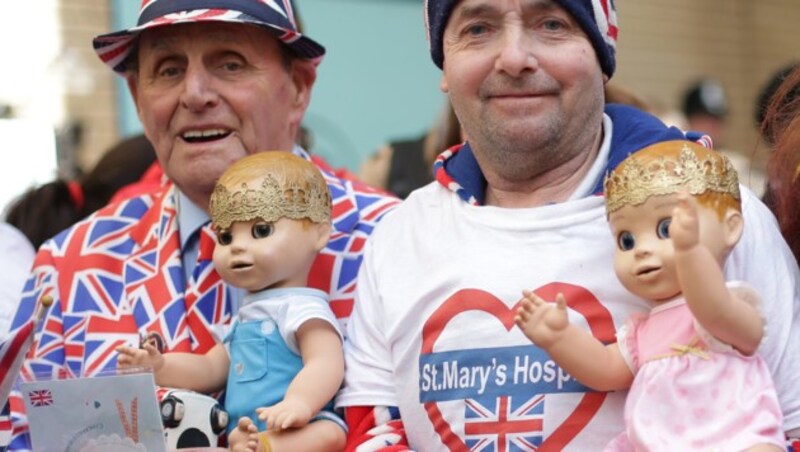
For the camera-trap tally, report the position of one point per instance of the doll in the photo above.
(696, 382)
(282, 362)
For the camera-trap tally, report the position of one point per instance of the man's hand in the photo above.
(542, 322)
(147, 356)
(684, 230)
(285, 414)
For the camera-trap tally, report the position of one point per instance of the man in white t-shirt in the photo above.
(434, 361)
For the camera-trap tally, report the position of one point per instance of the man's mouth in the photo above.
(203, 136)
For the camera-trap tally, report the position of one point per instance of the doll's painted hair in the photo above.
(671, 167)
(269, 186)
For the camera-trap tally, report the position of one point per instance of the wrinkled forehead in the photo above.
(182, 34)
(467, 9)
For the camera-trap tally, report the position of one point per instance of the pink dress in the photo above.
(691, 391)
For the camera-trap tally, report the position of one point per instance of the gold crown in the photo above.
(635, 183)
(269, 202)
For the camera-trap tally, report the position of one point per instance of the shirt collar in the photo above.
(190, 217)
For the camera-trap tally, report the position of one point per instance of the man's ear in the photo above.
(443, 84)
(323, 234)
(304, 74)
(133, 87)
(733, 223)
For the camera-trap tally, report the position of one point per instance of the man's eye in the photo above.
(626, 241)
(475, 29)
(553, 25)
(224, 237)
(232, 66)
(663, 228)
(262, 230)
(168, 71)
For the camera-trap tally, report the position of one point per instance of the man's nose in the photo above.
(198, 89)
(517, 51)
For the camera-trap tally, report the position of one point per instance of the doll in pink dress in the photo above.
(695, 379)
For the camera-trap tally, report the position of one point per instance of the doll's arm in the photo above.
(201, 373)
(317, 382)
(598, 366)
(718, 310)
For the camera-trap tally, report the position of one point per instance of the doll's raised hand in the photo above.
(542, 322)
(684, 230)
(148, 356)
(288, 413)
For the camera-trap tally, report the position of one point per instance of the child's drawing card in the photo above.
(113, 413)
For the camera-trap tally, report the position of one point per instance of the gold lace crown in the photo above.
(633, 182)
(269, 202)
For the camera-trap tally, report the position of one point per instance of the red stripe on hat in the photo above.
(111, 54)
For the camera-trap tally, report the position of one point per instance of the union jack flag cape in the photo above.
(12, 352)
(118, 276)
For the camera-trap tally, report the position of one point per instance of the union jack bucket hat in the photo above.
(276, 16)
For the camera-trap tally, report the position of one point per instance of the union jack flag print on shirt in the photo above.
(118, 275)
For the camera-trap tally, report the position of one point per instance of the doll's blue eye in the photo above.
(262, 230)
(663, 228)
(224, 237)
(626, 241)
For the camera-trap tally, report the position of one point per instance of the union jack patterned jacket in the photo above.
(118, 275)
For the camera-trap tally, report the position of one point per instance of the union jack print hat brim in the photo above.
(274, 15)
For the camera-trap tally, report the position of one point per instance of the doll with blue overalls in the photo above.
(281, 363)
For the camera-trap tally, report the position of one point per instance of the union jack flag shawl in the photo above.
(118, 275)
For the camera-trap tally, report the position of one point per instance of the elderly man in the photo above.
(213, 81)
(433, 359)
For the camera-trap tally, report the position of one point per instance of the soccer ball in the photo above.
(191, 419)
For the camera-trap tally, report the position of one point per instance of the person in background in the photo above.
(781, 127)
(767, 128)
(433, 361)
(402, 166)
(271, 212)
(44, 211)
(210, 86)
(675, 214)
(705, 107)
(18, 254)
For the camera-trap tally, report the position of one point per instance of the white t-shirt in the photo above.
(433, 327)
(17, 257)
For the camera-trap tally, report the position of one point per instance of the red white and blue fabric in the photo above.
(12, 353)
(275, 15)
(5, 427)
(458, 170)
(118, 275)
(504, 424)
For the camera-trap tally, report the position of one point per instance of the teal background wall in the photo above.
(376, 83)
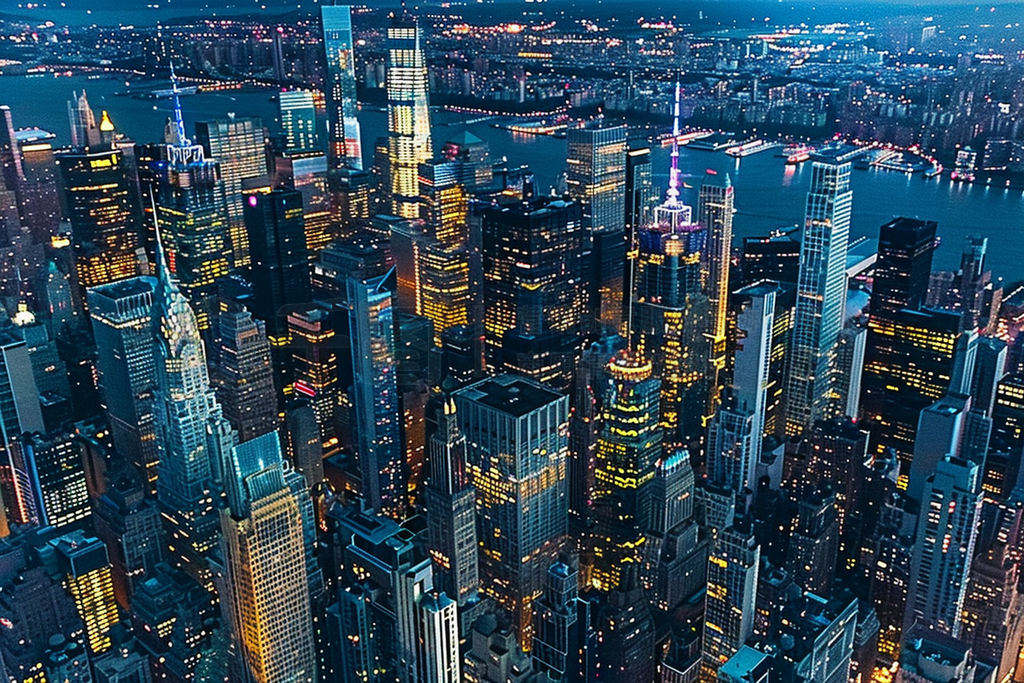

::::::::

:: Direction ::
Filter the listing above and copy out every line that contains the word "hand".

:: Written answer ::
For the camera-trap tally, report the position of one point per instance of the man's hand in the photo above.
For the camera-trap tally, report the position of one point per instance of the doll's raised hand in the photo above.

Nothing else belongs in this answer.